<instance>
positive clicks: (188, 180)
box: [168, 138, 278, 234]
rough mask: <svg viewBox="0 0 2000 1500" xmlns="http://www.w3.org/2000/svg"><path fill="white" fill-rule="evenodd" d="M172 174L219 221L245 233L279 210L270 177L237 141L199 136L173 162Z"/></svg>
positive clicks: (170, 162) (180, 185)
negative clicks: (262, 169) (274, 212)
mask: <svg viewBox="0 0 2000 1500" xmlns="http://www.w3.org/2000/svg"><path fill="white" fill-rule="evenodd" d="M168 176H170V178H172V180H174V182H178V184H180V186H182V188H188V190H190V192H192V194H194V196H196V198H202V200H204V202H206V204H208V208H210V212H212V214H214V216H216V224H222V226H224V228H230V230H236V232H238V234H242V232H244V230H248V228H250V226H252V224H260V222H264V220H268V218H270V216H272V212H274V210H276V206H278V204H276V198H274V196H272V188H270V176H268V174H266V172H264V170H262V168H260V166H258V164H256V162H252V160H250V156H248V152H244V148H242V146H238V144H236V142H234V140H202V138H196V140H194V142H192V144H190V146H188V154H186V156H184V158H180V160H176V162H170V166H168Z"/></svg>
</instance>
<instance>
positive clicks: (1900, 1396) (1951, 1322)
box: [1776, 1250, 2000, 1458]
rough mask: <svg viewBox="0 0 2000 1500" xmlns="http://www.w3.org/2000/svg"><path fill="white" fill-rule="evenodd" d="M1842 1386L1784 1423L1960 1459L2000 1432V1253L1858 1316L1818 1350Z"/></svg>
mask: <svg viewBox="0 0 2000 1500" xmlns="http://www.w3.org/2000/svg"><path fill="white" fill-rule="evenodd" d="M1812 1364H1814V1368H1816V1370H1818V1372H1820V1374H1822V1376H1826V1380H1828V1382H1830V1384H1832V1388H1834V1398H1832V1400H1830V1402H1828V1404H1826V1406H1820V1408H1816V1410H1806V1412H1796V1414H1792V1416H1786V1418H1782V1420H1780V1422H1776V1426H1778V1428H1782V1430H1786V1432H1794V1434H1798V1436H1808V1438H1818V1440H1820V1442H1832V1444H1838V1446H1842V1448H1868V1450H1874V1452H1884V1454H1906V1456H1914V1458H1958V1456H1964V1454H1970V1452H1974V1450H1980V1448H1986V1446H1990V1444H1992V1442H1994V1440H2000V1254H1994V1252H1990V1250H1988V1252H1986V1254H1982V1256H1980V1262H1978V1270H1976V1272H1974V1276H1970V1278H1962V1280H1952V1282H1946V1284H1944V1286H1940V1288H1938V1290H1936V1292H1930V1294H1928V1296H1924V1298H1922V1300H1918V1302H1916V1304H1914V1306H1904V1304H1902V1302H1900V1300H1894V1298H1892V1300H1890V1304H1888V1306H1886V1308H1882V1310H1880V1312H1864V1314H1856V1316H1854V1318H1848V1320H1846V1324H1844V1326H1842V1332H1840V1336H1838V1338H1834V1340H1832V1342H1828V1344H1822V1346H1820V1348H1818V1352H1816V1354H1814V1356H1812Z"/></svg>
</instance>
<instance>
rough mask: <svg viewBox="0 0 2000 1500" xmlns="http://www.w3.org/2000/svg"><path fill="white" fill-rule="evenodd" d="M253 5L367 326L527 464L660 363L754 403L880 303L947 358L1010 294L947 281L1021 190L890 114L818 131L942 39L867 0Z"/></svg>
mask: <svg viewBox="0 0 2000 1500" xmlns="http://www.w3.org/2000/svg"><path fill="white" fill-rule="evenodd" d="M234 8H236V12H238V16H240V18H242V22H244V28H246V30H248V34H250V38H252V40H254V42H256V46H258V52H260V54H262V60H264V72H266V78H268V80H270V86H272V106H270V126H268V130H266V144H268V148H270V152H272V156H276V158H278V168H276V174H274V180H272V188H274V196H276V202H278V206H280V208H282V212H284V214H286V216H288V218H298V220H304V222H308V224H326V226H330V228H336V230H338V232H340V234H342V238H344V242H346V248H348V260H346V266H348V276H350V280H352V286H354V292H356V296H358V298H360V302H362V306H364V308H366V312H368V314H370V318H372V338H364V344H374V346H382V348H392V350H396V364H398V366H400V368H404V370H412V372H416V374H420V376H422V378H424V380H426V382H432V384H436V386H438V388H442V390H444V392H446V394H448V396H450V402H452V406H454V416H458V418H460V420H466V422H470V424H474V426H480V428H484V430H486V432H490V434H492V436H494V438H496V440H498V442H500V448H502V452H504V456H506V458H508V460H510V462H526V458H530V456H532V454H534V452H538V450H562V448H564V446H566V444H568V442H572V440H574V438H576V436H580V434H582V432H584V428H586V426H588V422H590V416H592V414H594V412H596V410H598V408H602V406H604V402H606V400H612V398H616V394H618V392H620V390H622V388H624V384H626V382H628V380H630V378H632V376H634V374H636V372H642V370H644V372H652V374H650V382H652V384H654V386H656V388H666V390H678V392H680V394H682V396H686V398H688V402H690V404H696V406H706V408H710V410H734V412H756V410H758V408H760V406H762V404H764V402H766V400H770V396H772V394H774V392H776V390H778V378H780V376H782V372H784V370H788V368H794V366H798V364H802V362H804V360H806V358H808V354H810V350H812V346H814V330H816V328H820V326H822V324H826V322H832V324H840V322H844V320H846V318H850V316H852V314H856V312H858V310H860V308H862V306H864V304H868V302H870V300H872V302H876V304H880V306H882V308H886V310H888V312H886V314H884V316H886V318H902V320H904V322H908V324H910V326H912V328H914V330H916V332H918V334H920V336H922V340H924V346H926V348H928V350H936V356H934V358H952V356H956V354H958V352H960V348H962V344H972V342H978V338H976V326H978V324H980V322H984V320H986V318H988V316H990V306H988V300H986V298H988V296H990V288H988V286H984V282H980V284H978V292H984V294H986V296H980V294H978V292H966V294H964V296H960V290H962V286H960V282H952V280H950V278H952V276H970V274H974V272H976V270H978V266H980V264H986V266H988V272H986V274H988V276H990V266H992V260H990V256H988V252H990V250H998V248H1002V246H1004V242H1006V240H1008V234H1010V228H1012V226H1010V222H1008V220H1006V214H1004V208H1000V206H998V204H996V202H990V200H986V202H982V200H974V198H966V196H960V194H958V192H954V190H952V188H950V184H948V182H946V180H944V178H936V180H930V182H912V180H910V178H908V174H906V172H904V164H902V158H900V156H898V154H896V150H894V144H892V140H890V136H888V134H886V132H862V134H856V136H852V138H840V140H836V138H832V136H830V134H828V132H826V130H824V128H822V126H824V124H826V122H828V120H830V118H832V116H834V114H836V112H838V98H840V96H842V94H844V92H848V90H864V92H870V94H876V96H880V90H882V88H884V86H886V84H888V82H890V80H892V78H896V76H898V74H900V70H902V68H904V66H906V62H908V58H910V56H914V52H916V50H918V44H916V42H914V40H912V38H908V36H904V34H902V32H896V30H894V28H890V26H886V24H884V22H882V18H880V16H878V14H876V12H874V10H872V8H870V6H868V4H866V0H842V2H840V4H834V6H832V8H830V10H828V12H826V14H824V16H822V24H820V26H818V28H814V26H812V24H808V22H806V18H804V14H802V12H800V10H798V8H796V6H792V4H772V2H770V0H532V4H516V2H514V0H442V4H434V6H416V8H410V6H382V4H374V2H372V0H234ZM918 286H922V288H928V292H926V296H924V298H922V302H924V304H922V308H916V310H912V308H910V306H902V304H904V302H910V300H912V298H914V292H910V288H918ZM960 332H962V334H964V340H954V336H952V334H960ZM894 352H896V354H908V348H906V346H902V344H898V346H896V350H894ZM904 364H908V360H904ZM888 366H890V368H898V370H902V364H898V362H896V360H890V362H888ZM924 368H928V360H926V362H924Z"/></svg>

******

**Task details**:
Rewrite the lines above, changing every "rough mask" to "coarse mask" and leaving everything else as it is.

**Solution for this problem**:
<instance>
positive clicks: (188, 180)
box: [168, 138, 278, 234]
coarse mask: <svg viewBox="0 0 2000 1500" xmlns="http://www.w3.org/2000/svg"><path fill="white" fill-rule="evenodd" d="M172 174L219 221L245 233L279 210L270 177L237 141L199 136L173 162Z"/></svg>
positive clicks: (170, 162) (180, 185)
negative clicks: (262, 169) (274, 212)
mask: <svg viewBox="0 0 2000 1500" xmlns="http://www.w3.org/2000/svg"><path fill="white" fill-rule="evenodd" d="M168 176H170V178H172V180H174V182H178V184H180V186H182V188H188V190H190V192H192V194H194V196H196V198H202V200H204V202H206V204H208V208H210V212H212V214H214V216H216V224H222V226H224V228H230V230H236V232H238V234H242V232H244V230H248V228H250V226H252V224H260V222H264V220H268V218H270V216H272V212H274V210H276V206H278V204H276V198H274V196H272V188H270V176H268V174H266V172H264V170H262V168H260V166H258V164H256V162H252V160H250V156H248V152H244V148H242V146H238V144H236V142H234V140H202V138H196V140H194V142H192V144H190V146H188V154H186V156H184V158H180V160H176V162H170V166H168Z"/></svg>
</instance>
<instance>
positive clicks: (1900, 1396) (1951, 1322)
box: [1776, 1250, 2000, 1458]
coarse mask: <svg viewBox="0 0 2000 1500" xmlns="http://www.w3.org/2000/svg"><path fill="white" fill-rule="evenodd" d="M1842 1386L1784 1423L1960 1459L2000 1432V1253L1858 1316L1818 1350Z"/></svg>
mask: <svg viewBox="0 0 2000 1500" xmlns="http://www.w3.org/2000/svg"><path fill="white" fill-rule="evenodd" d="M1812 1364H1814V1368H1816V1370H1818V1372H1820V1374H1822V1376H1826V1380H1828V1382H1830V1384H1832V1388H1834V1398H1832V1400H1830V1402H1828V1404H1826V1406H1820V1408H1816V1410H1806V1412H1796V1414H1792V1416H1786V1418H1782V1420H1780V1422H1776V1426H1778V1428H1782V1430H1786V1432H1794V1434H1798V1436H1808V1438H1818V1440H1820V1442H1832V1444H1838V1446H1842V1448H1868V1450H1874V1452H1884V1454H1906V1456H1914V1458H1958V1456H1964V1454H1970V1452H1974V1450H1980V1448H1986V1446H1990V1444H1992V1442H1994V1440H2000V1254H1994V1252H1990V1250H1988V1252H1986V1254H1982V1256H1980V1262H1978V1270H1976V1272H1974V1276H1970V1278H1962V1280H1952V1282H1946V1284H1944V1286H1940V1288H1938V1290H1936V1292H1930V1294H1928V1296H1924V1298H1922V1300H1918V1302H1916V1304H1914V1306H1904V1304H1902V1302H1900V1300H1894V1298H1892V1300H1890V1304H1888V1306H1886V1308H1882V1310H1880V1312H1864V1314H1856V1316H1854V1318H1848V1320H1846V1324H1844V1326H1842V1332H1840V1336H1838V1338H1834V1340H1832V1342H1828V1344H1822V1346H1820V1348H1818V1352H1816V1354H1814V1356H1812Z"/></svg>
</instance>
<instance>
coarse mask: <svg viewBox="0 0 2000 1500" xmlns="http://www.w3.org/2000/svg"><path fill="white" fill-rule="evenodd" d="M253 5L367 326L527 464L660 363L754 403L880 303L947 358L1010 294L947 281L1021 190L890 114L818 131L942 39L867 0Z"/></svg>
mask: <svg viewBox="0 0 2000 1500" xmlns="http://www.w3.org/2000/svg"><path fill="white" fill-rule="evenodd" d="M234 8H236V12H238V16H240V18H242V22H244V28H246V30H248V34H250V38H252V40H254V42H256V46H258V52H260V54H262V60H264V72H266V78H268V80H270V86H272V106H270V126H268V130H266V144H268V148H270V152H272V156H276V158H278V168H276V174H274V180H272V188H274V196H276V202H278V206H280V208H282V212H284V214H286V216H288V218H298V220H304V222H308V224H326V226H330V228H336V230H338V232H340V234H342V238H344V242H346V248H348V260H346V266H348V276H350V280H352V286H354V292H356V296H358V298H360V302H362V306H364V308H366V312H368V314H370V318H372V338H364V344H374V346H382V348H392V350H396V364H398V366H400V368H404V370H412V372H416V374H420V376H422V378H424V380H426V382H432V384H436V386H438V388H442V390H444V392H446V394H448V396H450V402H452V406H454V416H458V418H460V420H466V422H470V424H474V426H480V428H484V430H486V432H490V434H492V436H494V438H496V440H498V442H500V448H502V452H504V456H506V458H508V460H510V462H526V458H530V456H532V454H534V452H538V450H562V448H564V446H566V444H568V442H572V440H574V438H576V436H580V434H582V432H584V428H586V426H588V422H590V416H592V414H594V412H596V410H598V408H602V406H604V402H606V400H612V398H616V394H618V392H620V390H622V388H624V384H626V382H628V380H630V378H632V376H634V374H636V372H642V370H644V372H652V374H650V382H652V384H654V386H656V388H666V390H678V392H680V394H682V396H686V398H688V402H690V404H696V406H706V408H710V410H734V412H756V410H758V408H760V406H762V404H764V402H766V400H770V396H772V394H774V392H776V390H778V378H780V376H782V372H784V370H788V368H794V366H798V364H802V362H804V360H806V358H808V354H810V350H812V346H814V330H816V328H820V326H822V324H826V322H832V324H840V322H844V320H846V318H850V316H852V314H856V312H858V310H860V308H862V306H864V304H868V302H870V300H872V302H876V304H880V306H882V308H886V310H888V312H886V314H884V316H886V318H902V320H904V322H908V324H910V326H912V328H914V330H916V332H918V334H920V336H922V340H924V346H926V348H928V350H936V356H934V358H952V356H956V354H958V352H960V348H962V344H972V342H978V338H976V326H978V324H980V322H984V320H986V318H988V316H990V306H988V300H986V298H988V296H990V288H988V286H984V282H980V284H978V292H984V294H986V296H980V294H978V292H966V294H964V296H960V290H962V286H960V282H952V280H950V278H952V276H970V274H974V272H976V270H978V266H980V264H986V266H988V272H986V274H988V276H990V266H992V260H990V256H988V252H990V250H998V248H1002V246H1004V242H1006V240H1008V234H1010V228H1012V226H1010V222H1008V220H1006V214H1004V208H1000V206H998V204H996V202H990V200H986V202H982V200H974V198H966V196H960V194H958V192H954V190H952V188H950V184H948V182H946V180H944V178H936V180H930V182H912V180H910V178H908V174H906V172H904V164H902V158H900V156H898V154H896V150H894V144H892V140H890V136H888V134H886V132H862V134H856V136H852V138H840V140H836V138H832V136H830V134H828V132H826V130H824V128H822V126H824V124H826V122H828V120H830V118H832V116H834V114H836V112H838V98H840V96H842V94H844V92H848V90H864V92H870V94H876V96H880V90H882V88H884V86H886V84H888V82H890V80H892V78H896V76H898V74H900V70H902V68H904V66H906V62H908V58H910V56H914V52H916V50H918V44H916V42H914V40H912V38H908V36H904V34H902V32H896V30H894V28H890V26H886V24H884V22H882V18H880V16H878V14H876V12H874V10H872V8H870V6H868V4H866V0H842V2H840V4H834V6H832V8H830V10H828V12H826V14H824V16H822V24H820V26H818V28H814V26H812V24H808V22H806V18H804V14H802V12H800V10H798V8H796V6H792V4H772V2H770V0H532V4H516V2H514V0H442V4H434V6H416V8H410V6H382V4H374V2H372V0H234ZM918 286H922V288H928V292H926V296H924V298H922V302H924V304H922V308H916V310H912V308H910V306H902V304H904V302H910V300H912V298H914V292H910V288H918ZM960 332H962V334H964V340H954V336H952V334H960ZM894 352H896V354H908V348H906V346H902V344H898V346H896V350H894ZM904 364H908V360H904ZM888 366H890V368H898V370H902V364H898V362H896V360H890V362H888ZM924 368H928V360H926V362H924Z"/></svg>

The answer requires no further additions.